Requirements – Could you reproduce every one of the records below word for word, keeping each line unchanged?

Input records –
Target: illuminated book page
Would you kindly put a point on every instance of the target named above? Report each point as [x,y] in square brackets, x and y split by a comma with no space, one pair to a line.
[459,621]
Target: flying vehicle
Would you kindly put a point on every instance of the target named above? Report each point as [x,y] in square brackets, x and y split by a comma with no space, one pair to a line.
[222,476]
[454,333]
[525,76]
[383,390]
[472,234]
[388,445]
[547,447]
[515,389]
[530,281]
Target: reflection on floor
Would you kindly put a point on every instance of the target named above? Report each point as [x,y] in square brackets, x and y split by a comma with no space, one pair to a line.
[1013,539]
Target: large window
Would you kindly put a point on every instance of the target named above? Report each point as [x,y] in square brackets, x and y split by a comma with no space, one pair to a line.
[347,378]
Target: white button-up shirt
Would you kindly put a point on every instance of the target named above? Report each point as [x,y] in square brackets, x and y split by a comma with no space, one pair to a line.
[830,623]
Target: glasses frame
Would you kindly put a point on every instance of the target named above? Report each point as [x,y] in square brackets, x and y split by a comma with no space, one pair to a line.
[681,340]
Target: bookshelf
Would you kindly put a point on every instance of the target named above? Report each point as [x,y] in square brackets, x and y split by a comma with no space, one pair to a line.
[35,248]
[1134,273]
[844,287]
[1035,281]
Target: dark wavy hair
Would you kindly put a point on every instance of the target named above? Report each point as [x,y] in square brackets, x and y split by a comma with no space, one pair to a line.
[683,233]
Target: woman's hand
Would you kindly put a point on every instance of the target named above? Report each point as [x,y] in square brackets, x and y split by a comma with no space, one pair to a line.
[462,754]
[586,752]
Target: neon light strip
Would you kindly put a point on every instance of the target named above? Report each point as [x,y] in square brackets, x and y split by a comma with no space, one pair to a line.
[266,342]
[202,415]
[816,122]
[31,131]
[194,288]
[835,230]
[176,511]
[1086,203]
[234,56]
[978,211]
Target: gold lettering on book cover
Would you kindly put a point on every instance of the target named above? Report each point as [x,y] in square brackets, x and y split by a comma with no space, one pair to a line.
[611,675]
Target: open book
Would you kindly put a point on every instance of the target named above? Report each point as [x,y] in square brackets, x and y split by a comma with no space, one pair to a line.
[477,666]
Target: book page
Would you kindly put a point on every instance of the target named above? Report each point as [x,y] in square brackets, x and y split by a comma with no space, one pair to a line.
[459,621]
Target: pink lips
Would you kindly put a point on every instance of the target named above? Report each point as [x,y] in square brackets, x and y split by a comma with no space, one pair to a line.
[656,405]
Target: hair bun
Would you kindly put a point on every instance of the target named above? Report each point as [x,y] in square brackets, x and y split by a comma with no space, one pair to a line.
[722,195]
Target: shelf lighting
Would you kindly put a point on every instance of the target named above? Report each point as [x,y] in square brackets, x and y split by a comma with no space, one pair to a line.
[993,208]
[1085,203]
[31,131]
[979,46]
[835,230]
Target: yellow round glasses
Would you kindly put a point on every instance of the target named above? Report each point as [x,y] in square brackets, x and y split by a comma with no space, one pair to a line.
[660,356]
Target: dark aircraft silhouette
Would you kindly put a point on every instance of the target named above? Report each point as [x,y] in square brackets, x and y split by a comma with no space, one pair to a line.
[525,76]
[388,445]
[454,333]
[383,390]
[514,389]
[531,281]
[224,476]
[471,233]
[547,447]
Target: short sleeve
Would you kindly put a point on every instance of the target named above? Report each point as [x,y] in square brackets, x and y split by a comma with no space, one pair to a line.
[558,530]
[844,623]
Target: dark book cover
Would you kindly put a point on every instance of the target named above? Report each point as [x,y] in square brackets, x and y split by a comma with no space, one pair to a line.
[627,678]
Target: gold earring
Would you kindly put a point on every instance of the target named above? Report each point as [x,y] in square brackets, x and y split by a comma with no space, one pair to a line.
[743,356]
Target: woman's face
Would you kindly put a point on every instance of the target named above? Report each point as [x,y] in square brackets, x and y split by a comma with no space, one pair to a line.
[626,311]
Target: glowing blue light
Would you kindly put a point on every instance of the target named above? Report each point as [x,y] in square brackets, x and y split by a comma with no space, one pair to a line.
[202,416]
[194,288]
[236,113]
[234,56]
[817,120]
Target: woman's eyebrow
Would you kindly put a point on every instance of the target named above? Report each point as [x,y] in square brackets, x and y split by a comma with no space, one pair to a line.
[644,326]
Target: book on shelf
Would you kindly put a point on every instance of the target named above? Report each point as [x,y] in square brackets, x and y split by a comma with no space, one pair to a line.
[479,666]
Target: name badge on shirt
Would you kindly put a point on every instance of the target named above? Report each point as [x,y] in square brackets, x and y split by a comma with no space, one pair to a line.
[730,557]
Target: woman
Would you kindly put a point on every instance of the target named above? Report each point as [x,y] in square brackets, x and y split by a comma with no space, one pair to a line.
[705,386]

Exercise solution –
Target: illuminated book page
Would you kindly put a point on every instance of the target named above? Report each point as [x,y] in square brackets, x and y split by a comma with no space, one pair to a line.
[459,621]
Target: flying vehicle
Would you kindly put a point on every instance of the target named above? Report each point as [x,y] in square brackets, x and y split by a comma with no space, one pair to a line.
[222,476]
[454,333]
[525,76]
[383,390]
[472,234]
[388,445]
[547,447]
[515,389]
[530,281]
Target: reflection on floor
Would you kindly put a point on every instance of the target named above? Report each point as [x,y] in square brackets, x and y split by a comma with no space, one pair to a line.
[1013,539]
Target: large window
Would you kindly put a point on every instance of the target named above? Report each point as [x,y] in square brackets, x and y split by a comma with no space, one pair to a line.
[347,378]
Target: white button-up shirt
Would you kindly put a point on every instance of the target named above? Report each point as [x,y] in square brackets, x and y split by a comma with no space, one pair to a line.
[830,623]
Target: glasses frame
Would you kindly put a point on every instance of the target named above? Report each point as [x,y] in square brackets, x and y split by a comma with no space, one pair to a line.
[681,340]
Target: bookshelf
Would you kindly put a point on every instance of the target named above? Report each point as [x,y] in square brackets, x and y split by a comma with no space, one pair to a line.
[35,248]
[1134,273]
[844,287]
[1035,281]
Target: dark wavy hair
Would you kindly put a point on every instance of the target named above? Report each point as [x,y] in square brackets, x and y split by a comma with no space, one pair to a line.
[683,233]
Target: woman's hand
Would you kindly put a point on every instance of the target named above? Report each point as [x,y] in square brackets, x and y split by a comma with no space, one pair to a line.
[462,754]
[586,752]
Target: neon light strip
Would you kindly put a point on every instance of the target named above? Report each point as [x,y] in square brackets, x and y split by a comma with no space, one pair to a line.
[266,342]
[202,415]
[816,122]
[31,131]
[194,288]
[835,230]
[176,511]
[1086,203]
[234,56]
[978,211]
Target: gold lettering on book cover
Would you kindly put a point on every instance of the target named above? Report each point as [x,y] in square brackets, x and y split by a comma with no space, one pair to a line.
[611,675]
Target: open book
Would you kindly put a point on every instance of the target named above? Report each point as [x,y] in square brackets, x and y split by a comma with no space, one pair to a line.
[477,666]
Target: book page
Would you kindly put a point on every instance of the target named above? Report each point as [x,y] in square brackets, x and y split by a comma with no space, one pair to a line.
[459,621]
Target: pink lips
Would you kindly put a point on every instance of the target named above? Report each point as [x,y] in square brackets, x and y split by a comma with no space, one pair to a line.
[656,405]
Target: hair bun
Would you kindly put a point on every instance of the target named above? Report each point as [x,y] in square brackets, x and y split by a comma with no space, one pair to a line.
[722,195]
Target: shelf lighting
Would you kindly put a point on every instance of the target named above? Report each point as [x,y] in square brackets, x and y split by a comma with no space, one pair to a line.
[993,208]
[1085,203]
[31,131]
[979,46]
[835,230]
Target: yellow round glasses
Would you kindly put a point on every instance of the target named above? Report each point as [x,y] in square brackets, x and y split by a comma with no space, one pair to a line.
[660,356]
Target: dark aircraft silhouette
Would you kindly put a point on every instance of the target named above? Report each point as [x,y] in square brackets, x and y split by a comma with no space, one pair to a line.
[525,76]
[388,445]
[454,333]
[383,390]
[514,389]
[531,281]
[224,476]
[471,233]
[547,447]
Target: short sleeve
Would you kindly put a point on every instance of the target named above? Report each point as [x,y] in square brackets, x and y split by a comma with no space, one pair to a line.
[558,530]
[844,623]
Target: dark book cover
Would you kindly put a point on every instance of the target named above? Report each point as [x,y] in square brackets, x and y split by a comma with no space, one pair to a line.
[627,678]
Target: gold earring
Would you kindly put a point on every instance of the target named above? Report each point as [x,y] in square brackets, x and y split by a comma with no space, one pair to a line.
[743,356]
Target: woman's face
Would you kindly put a point on every instance of the target named above? Report each point as [x,y] in square brackets, x and y split by a comma with no space, one pair to a line.
[626,311]
Target: glowing blue light
Would you kindly put a point on every instance of the target named above? Report each point as [x,y] in square brackets, x and y split by a comma with no space, one pair to a line.
[202,416]
[194,288]
[236,113]
[234,56]
[817,120]
Target: woman's eyebrow
Would you kindly put a point on every instance of the target named above? Report each point as [x,y] in square brackets, x and y split by a comma with no space, one pair to a line.
[644,326]
Target: book on shelf
Would you kindly put a point on every instance of the target named above? Report each point as [x,y] in square brackets, x and y split by a comma with no space, one pair to a line.
[479,666]
Target: name badge on shirt
Would you kindly put a point on every instance of the target named above? Report each point as [x,y] in square brackets, x and y split by a comma with no space, one pair to a line.
[730,557]
Target: woman
Would you kindly put a point on every instance of the target named above? Report each point as [x,y] in square brackets, x and y split by a comma with no space, one pair to a line.
[705,386]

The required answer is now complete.